McCarthy set to exchange 1-year debt limit increase for spending reforms

by Jacob Fuller

Matt Bush, FISM News

House Speaker Kevin McCarthy (R-Calif.) is expected to propose a 1-year debt limit increase that will be tied to certain spending concessions that could include massive spending cuts, stricter rules for social programs, and additional guidelines for new energy programs.

According to Just The News, the concessions that McCarthy is proposing could yield approximately $4 trillion in savings for taxpayers over 10 years.

“This is a culmination of all the conversations from leadership, from speaker from majority leader from the whip, talking to so many people over the last … 85 days about what they’d like to see in a debt limit deal. And that’s why you’re seeing this,” Republican Study Committee Chair Kevin Hern (R-Okla.) said.

The plan is expected to be proposed next week and would call for a House vote later in May to suspend the debt ceiling until May 2024. If that timetable is passed, it could lead to another round of debt ceiling negotiations just months before the 2024 presidential election.

Stored rows
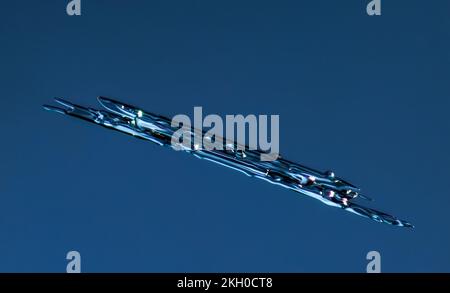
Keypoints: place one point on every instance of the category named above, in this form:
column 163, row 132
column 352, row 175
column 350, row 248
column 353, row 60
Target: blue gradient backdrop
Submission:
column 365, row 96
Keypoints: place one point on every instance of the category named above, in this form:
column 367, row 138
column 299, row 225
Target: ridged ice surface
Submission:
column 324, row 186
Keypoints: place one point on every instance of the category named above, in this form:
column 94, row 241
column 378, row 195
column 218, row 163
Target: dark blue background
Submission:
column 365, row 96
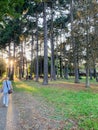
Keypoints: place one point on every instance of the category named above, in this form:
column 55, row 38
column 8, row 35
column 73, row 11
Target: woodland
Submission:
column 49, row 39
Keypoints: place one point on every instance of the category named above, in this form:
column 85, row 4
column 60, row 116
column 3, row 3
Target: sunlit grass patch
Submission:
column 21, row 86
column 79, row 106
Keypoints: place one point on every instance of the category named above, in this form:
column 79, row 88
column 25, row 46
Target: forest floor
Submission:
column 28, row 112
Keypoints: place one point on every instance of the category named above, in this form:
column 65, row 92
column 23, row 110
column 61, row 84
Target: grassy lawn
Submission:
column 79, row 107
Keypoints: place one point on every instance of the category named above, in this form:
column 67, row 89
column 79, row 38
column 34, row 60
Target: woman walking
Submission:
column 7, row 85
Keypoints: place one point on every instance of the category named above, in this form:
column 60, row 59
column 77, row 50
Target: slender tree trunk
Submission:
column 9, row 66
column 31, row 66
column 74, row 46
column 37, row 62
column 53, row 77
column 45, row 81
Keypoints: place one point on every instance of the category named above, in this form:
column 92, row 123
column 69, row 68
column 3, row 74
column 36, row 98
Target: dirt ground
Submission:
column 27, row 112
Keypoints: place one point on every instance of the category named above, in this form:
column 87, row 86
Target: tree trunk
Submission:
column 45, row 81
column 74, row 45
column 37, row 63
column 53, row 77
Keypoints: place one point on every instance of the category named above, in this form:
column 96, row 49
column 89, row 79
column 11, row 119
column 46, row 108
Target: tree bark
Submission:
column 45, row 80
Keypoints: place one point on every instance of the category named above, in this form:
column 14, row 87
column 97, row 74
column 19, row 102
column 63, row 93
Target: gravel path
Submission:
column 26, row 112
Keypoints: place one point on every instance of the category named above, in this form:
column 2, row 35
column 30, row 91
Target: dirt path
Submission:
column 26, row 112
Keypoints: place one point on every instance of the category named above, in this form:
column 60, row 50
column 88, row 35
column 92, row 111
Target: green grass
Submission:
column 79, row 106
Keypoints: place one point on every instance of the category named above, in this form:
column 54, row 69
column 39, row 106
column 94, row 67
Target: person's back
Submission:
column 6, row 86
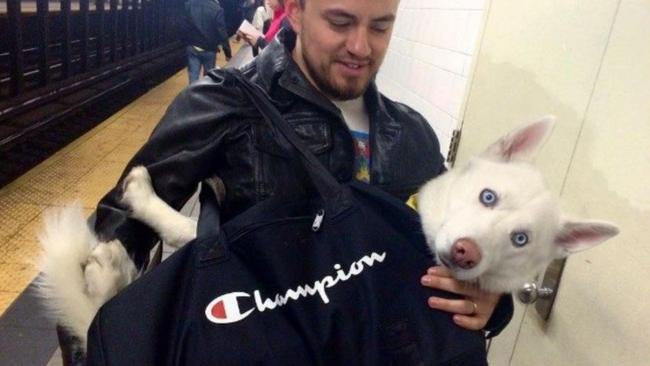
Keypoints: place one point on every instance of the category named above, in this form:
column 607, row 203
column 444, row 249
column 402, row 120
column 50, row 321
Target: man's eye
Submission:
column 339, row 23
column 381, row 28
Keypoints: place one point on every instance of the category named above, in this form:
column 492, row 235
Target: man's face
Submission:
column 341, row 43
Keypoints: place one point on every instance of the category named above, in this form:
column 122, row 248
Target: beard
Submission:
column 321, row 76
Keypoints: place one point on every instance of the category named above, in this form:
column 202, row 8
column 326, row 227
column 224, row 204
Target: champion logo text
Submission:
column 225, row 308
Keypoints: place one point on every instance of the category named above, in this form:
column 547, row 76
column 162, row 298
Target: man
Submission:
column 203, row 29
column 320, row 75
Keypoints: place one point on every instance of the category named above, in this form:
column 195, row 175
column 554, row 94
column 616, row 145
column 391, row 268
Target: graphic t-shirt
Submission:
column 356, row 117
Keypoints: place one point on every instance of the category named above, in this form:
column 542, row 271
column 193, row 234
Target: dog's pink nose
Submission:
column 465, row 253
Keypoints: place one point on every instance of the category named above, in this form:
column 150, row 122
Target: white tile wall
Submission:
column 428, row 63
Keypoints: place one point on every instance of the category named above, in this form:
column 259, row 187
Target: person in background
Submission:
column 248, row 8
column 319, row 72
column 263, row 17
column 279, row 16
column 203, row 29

Exercise requirements
Carry on the article about McCarthy's debt limit proposal from where it stops. The rows are separate material and have no connection to the article.

Response to this task
The Treasury Department hit the current $31.4 trillion debt ceiling in January, but there are procedures and maneuvers available that have allowed the government to pay off all debts and obligations to date. Without Congress raising the debt ceiling by early summer, however, the Treasury Department would run out of those maneuvers and begin to default on the debt, a move that could have dire consequences for the economy.

President Joe Biden, Senate Majority Leader Chuck Schumer (N.Y.), and House Democratic Leader Hakeem Jeffries (N.Y.) have all been pushing for a debt limit increase with no strings attached.

Biden tweeted, “MAGA Republicans in Congress are putting our economy in jeopardy by threatening to refuse to pay America’s bills. Bills that took 200 years to accumulate. That would mean for the first time, America would default on its debt. Not on my watch.”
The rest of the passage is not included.